## TRABAJO POR HACER
Reproduce sin ningún cambio todo lo que va desde la línea que contiene "Where can the man's hand" hasta el final de los ítems de abajo, incluidas la primera y la última línea.

■ ■ ■ ■ ■

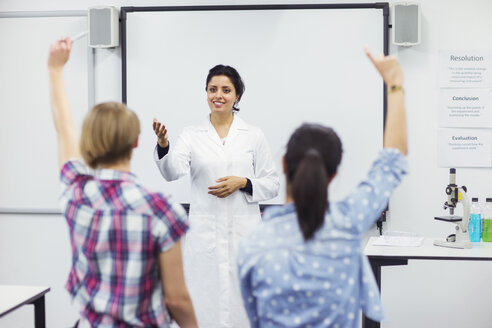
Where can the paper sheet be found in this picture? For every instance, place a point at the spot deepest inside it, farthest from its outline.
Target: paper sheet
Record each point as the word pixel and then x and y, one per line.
pixel 404 241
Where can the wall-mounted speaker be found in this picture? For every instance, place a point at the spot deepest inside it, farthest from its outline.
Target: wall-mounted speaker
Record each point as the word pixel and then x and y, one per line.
pixel 406 23
pixel 104 29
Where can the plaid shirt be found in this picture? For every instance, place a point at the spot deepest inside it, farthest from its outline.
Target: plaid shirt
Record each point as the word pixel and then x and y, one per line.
pixel 117 229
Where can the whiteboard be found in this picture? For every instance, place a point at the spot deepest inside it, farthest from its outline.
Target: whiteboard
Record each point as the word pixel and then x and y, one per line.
pixel 298 65
pixel 29 167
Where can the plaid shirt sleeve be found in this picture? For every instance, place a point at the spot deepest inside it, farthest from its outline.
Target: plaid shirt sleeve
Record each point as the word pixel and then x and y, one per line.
pixel 170 222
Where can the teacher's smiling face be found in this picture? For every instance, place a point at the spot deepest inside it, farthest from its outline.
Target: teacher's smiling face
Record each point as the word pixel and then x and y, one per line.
pixel 221 94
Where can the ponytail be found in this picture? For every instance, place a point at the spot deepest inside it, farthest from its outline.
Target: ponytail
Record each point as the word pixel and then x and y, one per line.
pixel 310 193
pixel 311 160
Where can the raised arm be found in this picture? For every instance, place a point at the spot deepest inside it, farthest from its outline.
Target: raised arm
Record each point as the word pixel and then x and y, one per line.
pixel 395 133
pixel 68 143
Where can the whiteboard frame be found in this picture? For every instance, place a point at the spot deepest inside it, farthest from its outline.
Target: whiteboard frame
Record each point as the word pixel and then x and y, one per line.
pixel 124 11
pixel 90 88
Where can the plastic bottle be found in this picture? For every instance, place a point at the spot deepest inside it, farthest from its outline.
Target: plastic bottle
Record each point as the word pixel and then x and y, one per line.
pixel 475 224
pixel 487 221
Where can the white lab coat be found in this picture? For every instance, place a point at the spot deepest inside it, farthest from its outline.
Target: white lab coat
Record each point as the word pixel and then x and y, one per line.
pixel 217 224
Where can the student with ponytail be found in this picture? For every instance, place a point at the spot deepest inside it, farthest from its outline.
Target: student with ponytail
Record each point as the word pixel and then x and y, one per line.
pixel 303 266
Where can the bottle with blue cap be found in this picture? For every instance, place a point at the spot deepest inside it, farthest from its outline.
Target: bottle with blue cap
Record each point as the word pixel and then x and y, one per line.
pixel 487 221
pixel 475 224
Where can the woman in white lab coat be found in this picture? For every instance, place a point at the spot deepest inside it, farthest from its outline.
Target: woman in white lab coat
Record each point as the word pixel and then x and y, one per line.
pixel 231 171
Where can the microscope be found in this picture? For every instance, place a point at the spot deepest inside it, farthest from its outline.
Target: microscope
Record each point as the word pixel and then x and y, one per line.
pixel 456 195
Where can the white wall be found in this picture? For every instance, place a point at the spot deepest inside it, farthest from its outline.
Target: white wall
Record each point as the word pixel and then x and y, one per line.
pixel 35 249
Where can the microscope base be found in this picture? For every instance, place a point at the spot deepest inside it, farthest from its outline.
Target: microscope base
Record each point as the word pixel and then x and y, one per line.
pixel 453 244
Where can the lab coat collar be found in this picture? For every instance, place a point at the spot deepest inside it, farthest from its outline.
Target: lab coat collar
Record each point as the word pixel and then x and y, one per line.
pixel 237 125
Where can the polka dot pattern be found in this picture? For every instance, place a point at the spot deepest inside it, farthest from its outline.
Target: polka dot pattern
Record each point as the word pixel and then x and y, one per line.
pixel 326 281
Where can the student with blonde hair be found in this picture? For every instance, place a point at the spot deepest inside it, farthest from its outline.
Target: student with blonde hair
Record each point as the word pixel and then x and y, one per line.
pixel 303 266
pixel 126 255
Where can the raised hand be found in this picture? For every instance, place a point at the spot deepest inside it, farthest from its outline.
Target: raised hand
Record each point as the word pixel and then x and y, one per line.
pixel 161 133
pixel 227 186
pixel 388 67
pixel 59 53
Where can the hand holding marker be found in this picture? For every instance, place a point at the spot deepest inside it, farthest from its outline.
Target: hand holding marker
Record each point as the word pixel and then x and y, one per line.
pixel 78 36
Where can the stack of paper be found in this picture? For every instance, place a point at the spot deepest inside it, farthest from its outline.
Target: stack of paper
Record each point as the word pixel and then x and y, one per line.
pixel 405 241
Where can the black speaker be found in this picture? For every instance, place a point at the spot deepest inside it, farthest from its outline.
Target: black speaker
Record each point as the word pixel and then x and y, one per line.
pixel 103 27
pixel 406 23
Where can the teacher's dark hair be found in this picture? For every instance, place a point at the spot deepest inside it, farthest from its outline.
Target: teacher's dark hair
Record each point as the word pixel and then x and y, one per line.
pixel 233 75
pixel 312 158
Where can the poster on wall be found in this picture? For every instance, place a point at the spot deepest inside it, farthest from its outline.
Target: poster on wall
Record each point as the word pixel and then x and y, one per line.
pixel 464 147
pixel 465 69
pixel 467 108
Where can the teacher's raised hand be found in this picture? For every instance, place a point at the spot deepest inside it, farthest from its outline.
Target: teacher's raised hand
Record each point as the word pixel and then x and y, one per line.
pixel 161 133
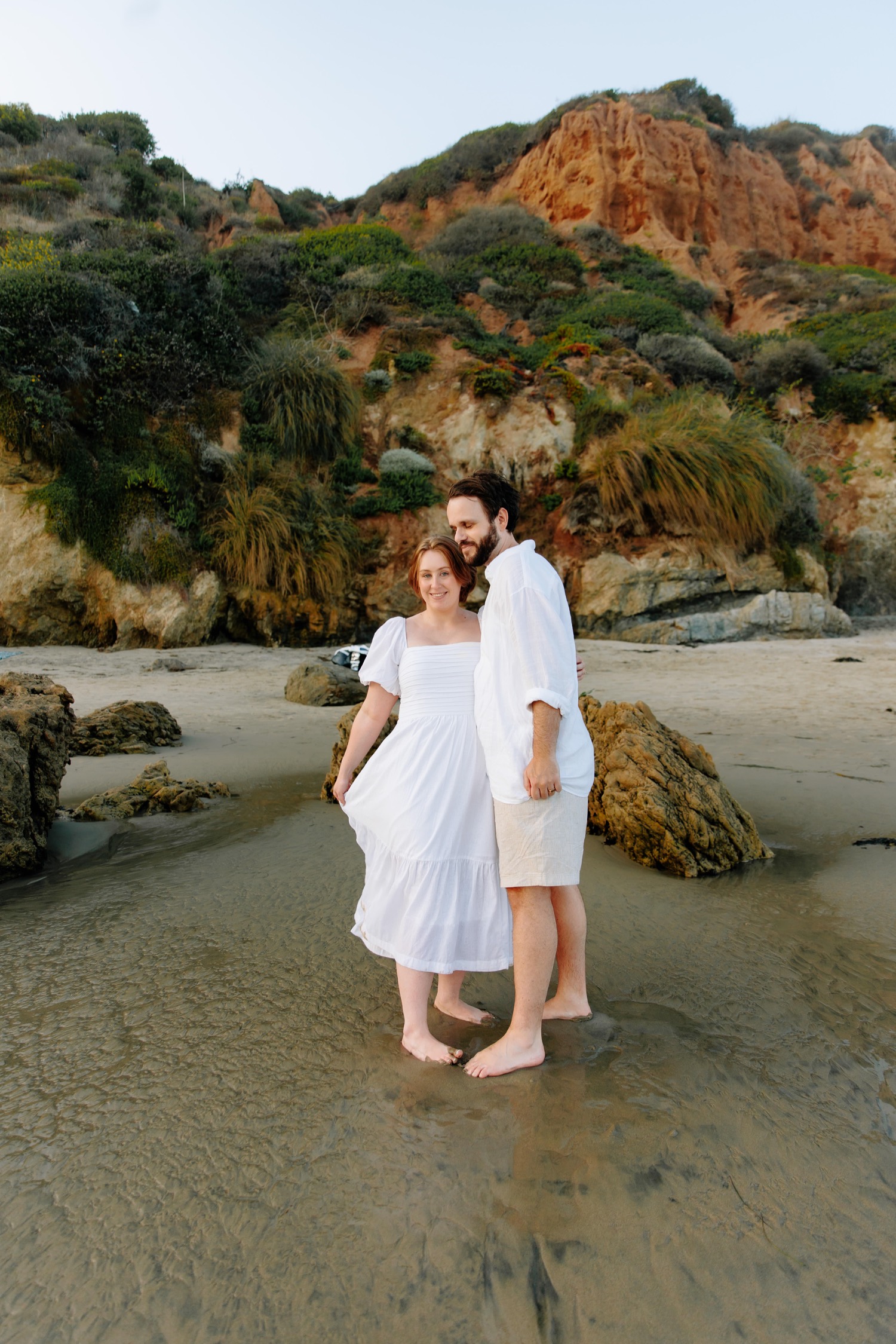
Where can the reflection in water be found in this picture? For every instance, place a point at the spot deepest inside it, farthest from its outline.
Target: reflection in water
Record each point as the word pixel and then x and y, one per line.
pixel 208 1131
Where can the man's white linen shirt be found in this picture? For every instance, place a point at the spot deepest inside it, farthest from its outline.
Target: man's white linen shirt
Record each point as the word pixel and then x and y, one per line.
pixel 528 654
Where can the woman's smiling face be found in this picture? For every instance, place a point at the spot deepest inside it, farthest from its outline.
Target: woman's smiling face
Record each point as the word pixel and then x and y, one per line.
pixel 440 589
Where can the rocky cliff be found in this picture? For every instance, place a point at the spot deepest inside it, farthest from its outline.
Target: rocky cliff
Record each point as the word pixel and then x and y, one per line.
pixel 692 195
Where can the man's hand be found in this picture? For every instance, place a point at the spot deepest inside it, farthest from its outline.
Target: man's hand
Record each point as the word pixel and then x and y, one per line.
pixel 542 777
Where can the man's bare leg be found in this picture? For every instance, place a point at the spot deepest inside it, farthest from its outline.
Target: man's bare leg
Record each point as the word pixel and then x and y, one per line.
pixel 414 988
pixel 448 1000
pixel 571 999
pixel 535 944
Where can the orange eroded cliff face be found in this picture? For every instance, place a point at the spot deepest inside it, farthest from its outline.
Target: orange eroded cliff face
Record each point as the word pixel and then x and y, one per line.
pixel 667 185
pixel 670 186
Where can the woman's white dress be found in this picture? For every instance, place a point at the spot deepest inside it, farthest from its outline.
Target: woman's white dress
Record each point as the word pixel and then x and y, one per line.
pixel 422 813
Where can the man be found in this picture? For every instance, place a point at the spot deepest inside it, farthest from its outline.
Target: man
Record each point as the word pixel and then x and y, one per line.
pixel 539 758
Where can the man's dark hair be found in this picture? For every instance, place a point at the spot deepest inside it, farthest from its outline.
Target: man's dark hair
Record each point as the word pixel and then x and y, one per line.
pixel 493 491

■ ■ ■ ■ ■

## RESULTADO FINAL
Where can the man's hand be found in this picture? For every instance, place a point at the spot deepest inside it, farthest from its outline.
Target: man's hand
Record each point as the word pixel and then x and y, one per line.
pixel 542 777
Where can the man's bare leg be found in this picture? For every instance, place a point at the spot deepest inside it, farthest from its outline.
Target: man's bare leg
Record each point as the word pixel and then x and y, one per line.
pixel 414 988
pixel 448 1000
pixel 571 999
pixel 535 944
Where can the orange eroded cliff face be found in this picture? For every instance, place a point at the spot deepest inside it, farthest from its outline.
Target: orange eroded cliff face
Record each point as the word pixel and then x and y, one per line.
pixel 667 185
pixel 670 186
Where can the woman's white dress be found in this picture? For every instance, place a point at the spot deepest inside it, farthest from its outline.
Target: woman's white dress
Record each point as the word pixel and then x and y, one per line.
pixel 422 813
Where can the man be found in this picture? For every instance, place a point at the spot deepest inside it, farthest from its outline.
Target: man
Record each point as the word pixel and then x and y, one per line.
pixel 539 758
Where can the man's dark hair be found in this picture? For every instance, place a point at the spot deepest inside it, farthest from its outline.
Target: man's dark hair
Record each point as the word pixel and then x and y, one per line.
pixel 493 491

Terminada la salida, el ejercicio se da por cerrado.